Challenge 1: From the records below, pull out every line that contains the word "building".

In another example of the Social Security Administration (SSA) acting with amazing haste, it published its final “program uniformity” regulations on December 16, 2017. https://www.gpo.gov/fdsys/pkg/FR-2016-12-16/pdf/2016-30103.pdf.
The July 2016 Notice of Proposed Rule Making proposed, among other things, closing the record five business days before a scheduled Administrative Law Judge (ALJ) hearing. The Empire Justice Center, a number of other advocacy organizations, and members of Congress voiced opposition to SSA’s proposal. SSA, however, did not withdraw the five-day requirement.
SSA’s ostensible goal in promulgating these changes is to “ensure national consistency in our policy and procedures and improve accuracy and efficiency in our administrative review process.” 81 Fed. Reg. 09087. The changes will bring the rest of the nation in accord with practices in place in the Boston region (Region 1) for the past ten years. In implementing these new regulations, Part 405 of 20 C.F.R., which governed Region 1, has been removed.
Sections 404.935 & 416.1435 of 20 C.F.R. (Submitting evidence prior to the hearing before an administrative law judge) have been significantly revised. Claimants and their representatives must submit evidence, or inform SSA about it, at least five business days from the hearing, unless an exception applies. Unless an exception applies, the ALJ may decline to consider or obtain the evidence.
In response to comments, SSA revised the proposed regulation to clarify the circumstances described that would constitute good cause for a claimant or representative to submit evidence after the five-day deadline are not exclusive examples. The examples at 20 C.F.R. §§ 404.935(b)(3) & 416.1335(b)(3) include:
- serious illness,
- death or serious illness in the immediate family,
- important records were destroyed or damaged by fire or other accidental cause, or
- the claimant actively and diligently sought evidence from a source and the evidence was not received or was received less than five business days prior to the hearing.

Challenge 2: Copy out the entire passage above on the Social Security Administration's program uniformity regulations, word for word.

Data for the task:
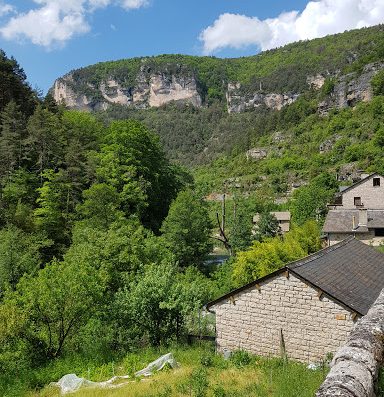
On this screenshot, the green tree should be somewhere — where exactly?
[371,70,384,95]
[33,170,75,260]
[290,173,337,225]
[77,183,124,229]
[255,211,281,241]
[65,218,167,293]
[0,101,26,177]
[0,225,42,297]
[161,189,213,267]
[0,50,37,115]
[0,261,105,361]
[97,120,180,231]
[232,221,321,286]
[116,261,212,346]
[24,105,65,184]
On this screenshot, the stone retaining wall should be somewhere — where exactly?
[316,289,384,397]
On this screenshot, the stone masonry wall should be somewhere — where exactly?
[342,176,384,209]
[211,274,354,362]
...
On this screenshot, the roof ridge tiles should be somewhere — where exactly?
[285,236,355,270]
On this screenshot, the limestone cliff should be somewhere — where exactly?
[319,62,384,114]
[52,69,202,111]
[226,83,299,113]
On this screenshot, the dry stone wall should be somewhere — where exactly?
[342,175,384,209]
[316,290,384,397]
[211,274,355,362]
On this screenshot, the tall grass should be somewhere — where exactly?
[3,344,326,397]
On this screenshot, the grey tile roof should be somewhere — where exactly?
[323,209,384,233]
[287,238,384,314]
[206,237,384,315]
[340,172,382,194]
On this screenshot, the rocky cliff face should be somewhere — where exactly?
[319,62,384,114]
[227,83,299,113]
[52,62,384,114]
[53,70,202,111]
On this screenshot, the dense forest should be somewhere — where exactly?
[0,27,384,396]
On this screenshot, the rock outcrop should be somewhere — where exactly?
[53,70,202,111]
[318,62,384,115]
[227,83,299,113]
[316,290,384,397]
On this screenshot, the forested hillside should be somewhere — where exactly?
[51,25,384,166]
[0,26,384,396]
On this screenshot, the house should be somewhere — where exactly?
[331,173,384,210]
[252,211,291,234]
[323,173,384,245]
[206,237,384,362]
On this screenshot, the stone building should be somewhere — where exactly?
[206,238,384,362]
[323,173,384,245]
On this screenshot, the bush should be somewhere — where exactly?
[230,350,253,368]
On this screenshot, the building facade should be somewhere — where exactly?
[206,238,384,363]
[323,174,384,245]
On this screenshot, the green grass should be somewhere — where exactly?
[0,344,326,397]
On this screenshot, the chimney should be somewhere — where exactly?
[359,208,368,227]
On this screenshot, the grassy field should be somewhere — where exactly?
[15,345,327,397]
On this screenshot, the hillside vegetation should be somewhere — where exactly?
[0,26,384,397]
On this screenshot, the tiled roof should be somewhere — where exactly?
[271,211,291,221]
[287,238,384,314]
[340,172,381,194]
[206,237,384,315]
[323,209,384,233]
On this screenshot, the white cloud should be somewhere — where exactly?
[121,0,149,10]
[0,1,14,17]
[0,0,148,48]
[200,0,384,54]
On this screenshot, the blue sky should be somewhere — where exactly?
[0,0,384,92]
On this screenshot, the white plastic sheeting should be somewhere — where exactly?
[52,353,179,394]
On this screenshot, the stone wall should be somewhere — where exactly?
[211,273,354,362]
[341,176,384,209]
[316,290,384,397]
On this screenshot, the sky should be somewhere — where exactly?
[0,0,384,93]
* * *
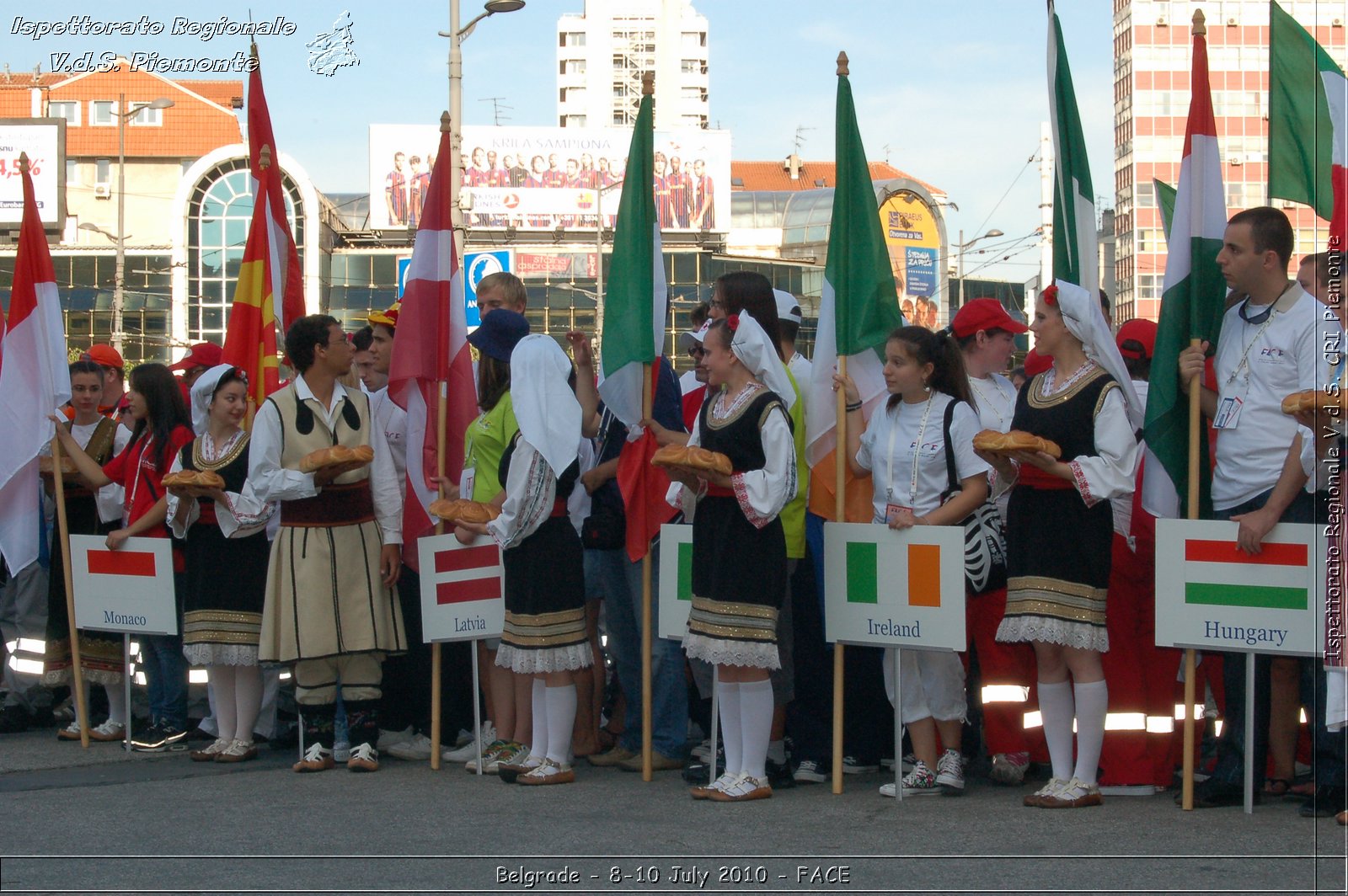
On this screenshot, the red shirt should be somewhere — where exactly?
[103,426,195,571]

Problem solution 1:
On this screenshot, the stone building should be somewhere — where exactly?
On this screenshot, the building facade should be somewhere — where exactly?

Problem solution 2:
In another example of the Social Security Administration (SSA) acting with amazing haste, it published its final “program uniformity” regulations on December 16, 2017. https://www.gpo.gov/fdsys/pkg/FR-2016-12-16/pdf/2016-30103.pdf.
The July 2016 Notice of Proposed Rule Making proposed, among other things, closing the record five business days before a scheduled Administrative Law Judge (ALJ) hearing. The Empire Justice Center, a number of other advocacy organizations, and members of Congress voiced opposition to SSA’s proposal. SSA, however, did not withdraw the five-day requirement.
SSA’s ostensible goal in promulgating these changes is to “ensure national consistency in our policy and procedures and improve accuracy and efficiency in our administrative review process.” 81 Fed. Reg. 09087. The changes will bring the rest of the nation in accord with practices in place in the Boston region (Region 1) for the past ten years. In implementing these new regulations, Part 405 of 20 C.F.R., which governed Region 1, has been removed.
Sections 404.935 & 416.1435 of 20 C.F.R. (Submitting evidence prior to the hearing before an administrative law judge) have been significantly revised. Claimants and their representatives must submit evidence, or inform SSA about it, at least five business days from the hearing, unless an exception applies. Unless an exception applies, the ALJ may decline to consider or obtain the evidence.
In response to comments, SSA revised the proposed regulation to clarify the circumstances described that would constitute good cause for a claimant or representative to submit evidence after the five-day deadline are not exclusive examples. The examples at 20 C.F.R. §§ 404.935(b)(3) & 416.1335(b)(3) include:
- serious illness,
- death or serious illness in the immediate family,
- important records were destroyed or damaged by fire or other accidental cause, or
- the claimant actively and diligently sought evidence from a source and the evidence was not received or was received less than five business days prior to the hearing.